■ Фрагмент текста:

◇ ◇ ◇

Восприятие театра похоже на восприятие музыки. Пока она играет, ты можешь и заплакать, и задуматься... Но она закончилась - и все. Она не существует вне твоего восприятия. Это подобно времени.
Спектакль "Анна Ивановна" по пьесе В. Шаламова, 2015 г.
-
- Расскажите, пожалуйста, в целом про ваши философские взгляды. Какая вам близка система представлений?
-
- Мне, конечно, близка китайская идея, связанная с Дао, с путем. Простое разговорное выражение "все путем" - очень, по сути, даосское. Путь - одно из основных понятий, ты или в согласии с путем, или не в согласии, поперек пути. Имеется в виду суть, естество. Твоя собственная суть, или суть происходящего, суть бытия... Когда я впервые прочел "Дао дэ цзин", я как-то очень обрадовался тому, насколько это совпадало с моим собственным ощущением. Можно сказать очень примитивно: ты идешь в магазин за хлебом. Это тоже путь. И ты либо интуитивно чувствуешь, что это правильный путь, либо чувствуешь, что мог бы в этот момент куда-то еще пойти, совсем в другое место, а ты только теряешь время, делаешь это потому, что тебя попросили... Тогда ты вне пути. То есть все очень примитивно, понимаешь? Наверное, таким прямым подходом нельзя все исчерпать...

◇ ◇ ◇

■ Данные:

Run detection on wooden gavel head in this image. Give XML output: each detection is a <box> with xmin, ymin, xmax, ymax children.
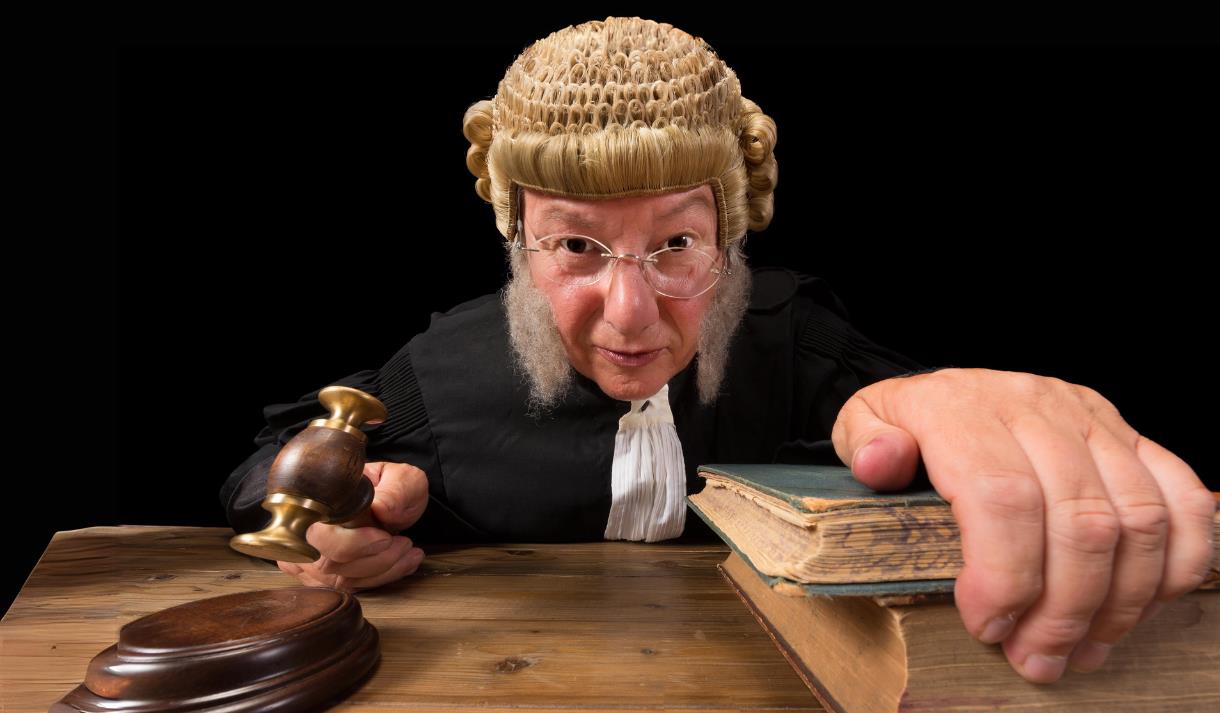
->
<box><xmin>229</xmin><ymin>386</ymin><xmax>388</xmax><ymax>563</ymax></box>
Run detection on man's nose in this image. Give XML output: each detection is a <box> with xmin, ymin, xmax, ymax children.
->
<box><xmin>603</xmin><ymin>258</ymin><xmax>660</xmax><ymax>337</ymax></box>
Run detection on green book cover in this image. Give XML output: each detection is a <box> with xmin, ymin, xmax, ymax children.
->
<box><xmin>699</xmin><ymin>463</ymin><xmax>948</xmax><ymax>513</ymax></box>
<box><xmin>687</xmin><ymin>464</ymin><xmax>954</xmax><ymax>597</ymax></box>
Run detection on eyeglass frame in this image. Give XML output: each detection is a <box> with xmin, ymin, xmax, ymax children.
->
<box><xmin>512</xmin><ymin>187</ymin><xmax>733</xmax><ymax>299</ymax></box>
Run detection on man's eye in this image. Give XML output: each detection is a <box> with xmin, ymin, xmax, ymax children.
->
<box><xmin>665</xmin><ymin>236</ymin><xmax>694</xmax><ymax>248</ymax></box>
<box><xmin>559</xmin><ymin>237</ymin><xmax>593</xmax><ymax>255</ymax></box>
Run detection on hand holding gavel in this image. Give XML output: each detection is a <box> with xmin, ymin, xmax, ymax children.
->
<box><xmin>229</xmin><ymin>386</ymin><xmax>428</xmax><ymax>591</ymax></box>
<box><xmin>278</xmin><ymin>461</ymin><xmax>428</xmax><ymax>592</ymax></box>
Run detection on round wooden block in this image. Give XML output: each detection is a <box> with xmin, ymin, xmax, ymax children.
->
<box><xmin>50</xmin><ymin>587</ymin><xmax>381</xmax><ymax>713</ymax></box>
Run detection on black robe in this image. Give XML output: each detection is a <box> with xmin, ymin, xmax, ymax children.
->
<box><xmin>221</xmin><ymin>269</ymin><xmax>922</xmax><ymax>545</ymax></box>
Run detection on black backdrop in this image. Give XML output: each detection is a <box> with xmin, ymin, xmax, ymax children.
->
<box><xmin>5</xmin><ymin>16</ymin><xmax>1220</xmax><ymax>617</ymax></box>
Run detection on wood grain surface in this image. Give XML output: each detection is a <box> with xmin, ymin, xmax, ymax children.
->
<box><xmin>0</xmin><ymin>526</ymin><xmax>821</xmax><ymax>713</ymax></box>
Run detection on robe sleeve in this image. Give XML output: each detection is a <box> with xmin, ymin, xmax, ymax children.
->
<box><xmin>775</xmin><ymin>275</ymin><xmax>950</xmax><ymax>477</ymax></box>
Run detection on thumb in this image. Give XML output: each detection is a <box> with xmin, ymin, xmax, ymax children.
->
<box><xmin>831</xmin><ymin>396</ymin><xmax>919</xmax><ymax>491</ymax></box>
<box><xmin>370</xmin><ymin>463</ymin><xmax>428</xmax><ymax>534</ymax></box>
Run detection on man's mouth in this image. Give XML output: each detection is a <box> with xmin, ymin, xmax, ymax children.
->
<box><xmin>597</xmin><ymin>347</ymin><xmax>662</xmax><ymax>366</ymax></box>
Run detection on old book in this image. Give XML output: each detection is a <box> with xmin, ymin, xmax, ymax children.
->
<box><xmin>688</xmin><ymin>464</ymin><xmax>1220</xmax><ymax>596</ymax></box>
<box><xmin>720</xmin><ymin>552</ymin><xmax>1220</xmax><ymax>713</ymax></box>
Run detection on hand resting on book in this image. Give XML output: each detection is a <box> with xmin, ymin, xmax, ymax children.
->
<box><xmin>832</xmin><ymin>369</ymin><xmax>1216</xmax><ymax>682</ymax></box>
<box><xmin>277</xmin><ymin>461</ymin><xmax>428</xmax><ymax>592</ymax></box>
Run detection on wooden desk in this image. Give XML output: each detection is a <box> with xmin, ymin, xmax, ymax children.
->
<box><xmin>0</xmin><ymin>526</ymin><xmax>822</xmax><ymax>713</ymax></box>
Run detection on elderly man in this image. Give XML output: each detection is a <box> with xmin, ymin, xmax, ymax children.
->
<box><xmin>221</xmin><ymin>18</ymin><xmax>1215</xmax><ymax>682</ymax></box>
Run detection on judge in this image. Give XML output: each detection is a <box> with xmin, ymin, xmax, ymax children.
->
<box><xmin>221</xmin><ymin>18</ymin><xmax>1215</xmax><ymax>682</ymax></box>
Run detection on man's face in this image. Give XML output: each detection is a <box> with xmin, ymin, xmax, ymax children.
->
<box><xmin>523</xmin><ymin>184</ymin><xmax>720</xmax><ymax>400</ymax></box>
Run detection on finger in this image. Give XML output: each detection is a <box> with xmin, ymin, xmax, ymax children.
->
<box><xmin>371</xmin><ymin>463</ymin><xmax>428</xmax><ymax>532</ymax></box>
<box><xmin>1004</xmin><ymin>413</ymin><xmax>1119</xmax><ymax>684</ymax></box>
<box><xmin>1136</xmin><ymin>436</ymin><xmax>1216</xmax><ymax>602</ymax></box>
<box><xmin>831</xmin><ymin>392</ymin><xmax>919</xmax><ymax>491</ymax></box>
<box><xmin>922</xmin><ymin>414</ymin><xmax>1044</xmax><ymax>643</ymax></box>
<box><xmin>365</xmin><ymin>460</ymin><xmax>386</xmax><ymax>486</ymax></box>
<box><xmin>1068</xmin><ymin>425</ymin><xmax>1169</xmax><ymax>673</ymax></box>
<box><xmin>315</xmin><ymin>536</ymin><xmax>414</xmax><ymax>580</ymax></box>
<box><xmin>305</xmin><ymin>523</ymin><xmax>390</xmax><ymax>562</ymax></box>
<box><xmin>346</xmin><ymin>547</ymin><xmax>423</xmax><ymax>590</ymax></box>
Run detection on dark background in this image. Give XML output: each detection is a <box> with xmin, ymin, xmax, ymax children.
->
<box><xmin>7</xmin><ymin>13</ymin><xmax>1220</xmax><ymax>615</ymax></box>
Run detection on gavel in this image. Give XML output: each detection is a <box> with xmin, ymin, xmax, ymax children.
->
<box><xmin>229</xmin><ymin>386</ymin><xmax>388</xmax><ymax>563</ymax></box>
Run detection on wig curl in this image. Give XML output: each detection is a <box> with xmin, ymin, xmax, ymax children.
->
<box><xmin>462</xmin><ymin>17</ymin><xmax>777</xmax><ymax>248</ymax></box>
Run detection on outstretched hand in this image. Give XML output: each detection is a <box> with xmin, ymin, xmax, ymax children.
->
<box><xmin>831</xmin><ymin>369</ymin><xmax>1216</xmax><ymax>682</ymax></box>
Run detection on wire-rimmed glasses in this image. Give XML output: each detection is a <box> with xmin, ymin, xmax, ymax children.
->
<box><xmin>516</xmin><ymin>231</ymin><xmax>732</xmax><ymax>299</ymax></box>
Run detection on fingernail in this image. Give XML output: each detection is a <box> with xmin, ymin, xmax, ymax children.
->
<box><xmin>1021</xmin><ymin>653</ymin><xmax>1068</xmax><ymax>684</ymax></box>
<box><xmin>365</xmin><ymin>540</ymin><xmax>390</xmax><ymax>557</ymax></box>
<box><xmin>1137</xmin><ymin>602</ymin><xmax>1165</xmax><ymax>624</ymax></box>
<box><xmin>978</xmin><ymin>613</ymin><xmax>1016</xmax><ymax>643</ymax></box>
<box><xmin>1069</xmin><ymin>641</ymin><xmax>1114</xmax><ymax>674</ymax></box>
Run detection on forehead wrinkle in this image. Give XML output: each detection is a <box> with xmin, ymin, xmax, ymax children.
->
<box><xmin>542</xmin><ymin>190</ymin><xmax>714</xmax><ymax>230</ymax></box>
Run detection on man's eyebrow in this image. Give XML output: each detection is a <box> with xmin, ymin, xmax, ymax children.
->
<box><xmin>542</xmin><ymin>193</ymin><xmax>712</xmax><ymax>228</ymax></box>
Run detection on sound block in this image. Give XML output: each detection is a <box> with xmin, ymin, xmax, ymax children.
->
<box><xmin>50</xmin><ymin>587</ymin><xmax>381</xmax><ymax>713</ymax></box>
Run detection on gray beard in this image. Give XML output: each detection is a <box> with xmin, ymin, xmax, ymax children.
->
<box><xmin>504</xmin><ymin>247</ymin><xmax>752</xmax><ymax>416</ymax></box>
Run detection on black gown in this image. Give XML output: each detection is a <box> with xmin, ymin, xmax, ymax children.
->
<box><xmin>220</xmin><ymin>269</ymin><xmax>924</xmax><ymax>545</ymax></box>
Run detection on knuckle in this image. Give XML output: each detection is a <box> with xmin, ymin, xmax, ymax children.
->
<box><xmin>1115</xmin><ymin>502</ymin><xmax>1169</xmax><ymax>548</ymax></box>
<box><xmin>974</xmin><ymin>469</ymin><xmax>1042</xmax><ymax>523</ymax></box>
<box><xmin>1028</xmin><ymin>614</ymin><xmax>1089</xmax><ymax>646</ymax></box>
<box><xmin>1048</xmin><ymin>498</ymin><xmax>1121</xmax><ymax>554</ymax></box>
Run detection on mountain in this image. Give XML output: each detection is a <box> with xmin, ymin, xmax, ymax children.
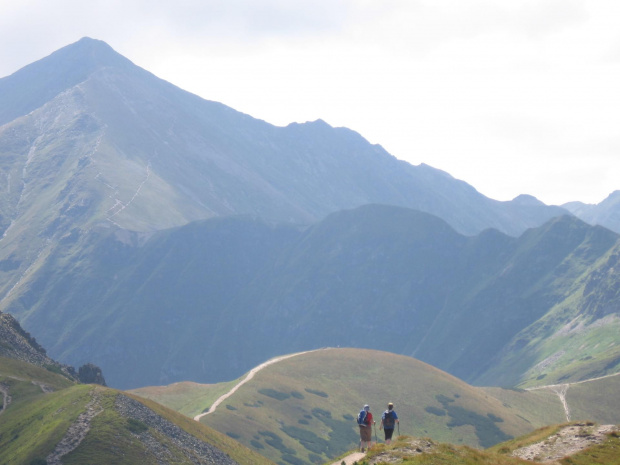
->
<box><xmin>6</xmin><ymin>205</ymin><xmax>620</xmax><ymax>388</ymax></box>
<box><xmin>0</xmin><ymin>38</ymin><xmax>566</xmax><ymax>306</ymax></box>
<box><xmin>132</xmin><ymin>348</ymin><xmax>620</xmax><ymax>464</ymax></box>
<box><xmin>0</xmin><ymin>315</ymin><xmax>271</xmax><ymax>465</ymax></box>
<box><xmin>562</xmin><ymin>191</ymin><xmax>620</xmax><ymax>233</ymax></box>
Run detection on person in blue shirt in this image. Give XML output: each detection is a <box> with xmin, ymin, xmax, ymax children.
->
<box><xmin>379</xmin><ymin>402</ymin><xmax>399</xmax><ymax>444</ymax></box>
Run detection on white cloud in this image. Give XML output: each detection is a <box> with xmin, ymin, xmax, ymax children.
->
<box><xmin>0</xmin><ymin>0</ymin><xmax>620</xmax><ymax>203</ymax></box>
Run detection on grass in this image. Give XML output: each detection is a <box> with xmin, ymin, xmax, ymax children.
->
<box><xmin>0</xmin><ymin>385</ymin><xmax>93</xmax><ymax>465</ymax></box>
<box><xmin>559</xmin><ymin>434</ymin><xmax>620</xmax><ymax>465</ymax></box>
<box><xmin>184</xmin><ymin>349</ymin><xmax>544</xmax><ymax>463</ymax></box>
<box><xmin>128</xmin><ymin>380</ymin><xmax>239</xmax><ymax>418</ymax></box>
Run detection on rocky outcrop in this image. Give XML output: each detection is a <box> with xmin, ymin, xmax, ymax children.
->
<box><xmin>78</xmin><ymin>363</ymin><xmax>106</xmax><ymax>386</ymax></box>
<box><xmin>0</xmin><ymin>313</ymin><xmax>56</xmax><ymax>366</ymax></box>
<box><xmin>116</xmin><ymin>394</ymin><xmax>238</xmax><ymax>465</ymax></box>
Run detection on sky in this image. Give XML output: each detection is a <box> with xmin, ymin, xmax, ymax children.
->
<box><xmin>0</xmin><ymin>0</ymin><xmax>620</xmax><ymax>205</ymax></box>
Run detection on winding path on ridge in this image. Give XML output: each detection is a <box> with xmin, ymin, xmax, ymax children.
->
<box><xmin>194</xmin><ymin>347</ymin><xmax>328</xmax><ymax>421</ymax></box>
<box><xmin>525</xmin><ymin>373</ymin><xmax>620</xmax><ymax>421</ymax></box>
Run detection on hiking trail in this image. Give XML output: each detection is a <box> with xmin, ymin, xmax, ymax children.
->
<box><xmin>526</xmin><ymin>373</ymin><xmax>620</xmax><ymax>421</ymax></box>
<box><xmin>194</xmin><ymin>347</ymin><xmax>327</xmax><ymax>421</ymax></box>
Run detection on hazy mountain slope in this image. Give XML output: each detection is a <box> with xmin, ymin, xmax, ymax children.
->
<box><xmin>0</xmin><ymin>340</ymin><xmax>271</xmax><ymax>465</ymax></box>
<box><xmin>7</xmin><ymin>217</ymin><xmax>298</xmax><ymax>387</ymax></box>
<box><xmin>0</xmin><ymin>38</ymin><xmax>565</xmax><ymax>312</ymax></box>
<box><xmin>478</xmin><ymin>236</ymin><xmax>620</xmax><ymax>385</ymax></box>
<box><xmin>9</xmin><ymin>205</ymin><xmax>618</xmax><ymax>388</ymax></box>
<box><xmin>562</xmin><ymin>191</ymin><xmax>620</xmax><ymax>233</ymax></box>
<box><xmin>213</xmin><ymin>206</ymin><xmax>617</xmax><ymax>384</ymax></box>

◇ ◇ ◇

■ Что требуется:
Продолжите приведенную выше беседу о театре и даосском понятии пути. Начните сразу после ее последнего предложения.

■ Ответ к заданию:
-
- Но ведь у всех в разной степени эта интуиция развита...
-
- Конечно. Есть критерии равновесия, сбалансированности, внутреннего спокойствия - критерии того, что ты с этим путем дружишь.
-
- А если ты нервный псих...
-
- Тогда, наверное, что-то не так. Что-то тебе мешает, сам себе мешаешь, или кто-то тебе мешает... Словами, конечно, все это трудно определить. Речь идет о соответствии чему-то уже присущему тебе, не о достижении рекордов. Это касается разных сфер жизни: рабочей, домашней, учебной... Как это все сгармонизировать, чтобы одно не было в ущерб другому, за счет другого? Эта философия связана с практикой. В ней очень мало теоретизирования и какого-то идейного содержания, что мне тоже очень близко. Потому что всегда трудно с вопросами: "А что вы этим хотите сказать? А ради чего все это делаете?" Любой ответ будет ложным, фальшивым.
-
- Потому что это невозможно сказать словами?
-
- Потому что я не чувствую, что, предположим, спектакль должен быть ради чего-то.
-
- Просто есть желание его создать?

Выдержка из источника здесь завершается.